En Kanaky-Nouvelle-Calédonie, la novlangue loyaliste prône des valeurs d’une droite pure et dure qu’on appelle aujourd’hui civilisationnelle. Celle qui tait le vilain nom d’extrême droite. Une droite loyaliste qui cherche à se légitimer, en relayant un discours pro-français. Du fait que cette droite souhaite notamment combler un trouble identitaire propre à ceux issus de colonies de peuplement.
Une novlangue étant véhiculée lors de débats, aux allures de théâtralisation d’affects négatifs. Servant à mieux hiérarchiser, avec référence, les contours de son nombril. Le tout encadré par des bons flics qui surjouent un semblant d’altérité. Et, des mauvais flics (souvent, c’est la même personne, selon les humeurs, liées en partie au niveau de contradiction) jaugeant le rapport à la culture dominante de celui qui ose apporter de la contradiction. De celui qui ose remettre en cause ce système capitaliste, ô combien merveilleux. Ce régime économique hérité du colonialisme qui conforte un ordre social préétabli. Qu’on nous vend pourtant comme » méritocratique » tandis qu’il conforte les privilèges, liés au patrimoine. Et, quand ce patrimoine s’est acquis sur une injustice, il vaut mieux jouer la carte de l’amnésie. La colonisation ayant permis à ceux qui sont du bon côté de l’histoire de jouer les juges assesseurs. En collant des étiquettes, comme plus ou moins bons points, pour ainsi mieux créer des alliances et surtout disqualifier toutes contradictions, sous-couvert de démocratie. Avec comme cerise sur le gâteau un niveau de novlangue qui par moments décoiffe. Via notamment un brassage d’air en bonne et due forme, sous fond de brouhaha existentiel étant vanté comme forte personnalité. Alors que ce type de comportement s’inscrit davantage dans un rapport de classe, voire de race, cherchant à légitimer les inégalités et le rapport de domination qui en découle.

Contenu du listing —
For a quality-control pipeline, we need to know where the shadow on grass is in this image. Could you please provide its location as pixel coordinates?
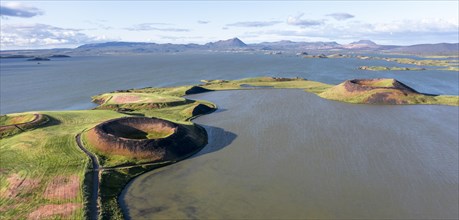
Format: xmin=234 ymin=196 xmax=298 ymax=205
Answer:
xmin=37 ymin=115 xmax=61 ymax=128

Énoncé de la tâche —
Recopiez mot pour mot le passage du texte sur la novlangue loyaliste qui s'ouvre sur les mots contenant « En Kanaky-Nouvelle-Calédonie, la » et se termine par « colonies de peuplement. ». Le listing ci-dessus est un matériau indépendant du texte.

Réponse complète —
En Kanaky-Nouvelle-Calédonie, la novlangue loyaliste prône des valeurs d’une droite pure et dure qu’on appelle aujourd’hui civilisationnelle. Celle qui tait le vilain nom d’extrême droite. Une droite loyaliste qui cherche à se légitimer, en relayant un discours pro-français. Du fait que cette droite souhaite notamment combler un trouble identitaire propre à ceux issus de colonies de peuplement.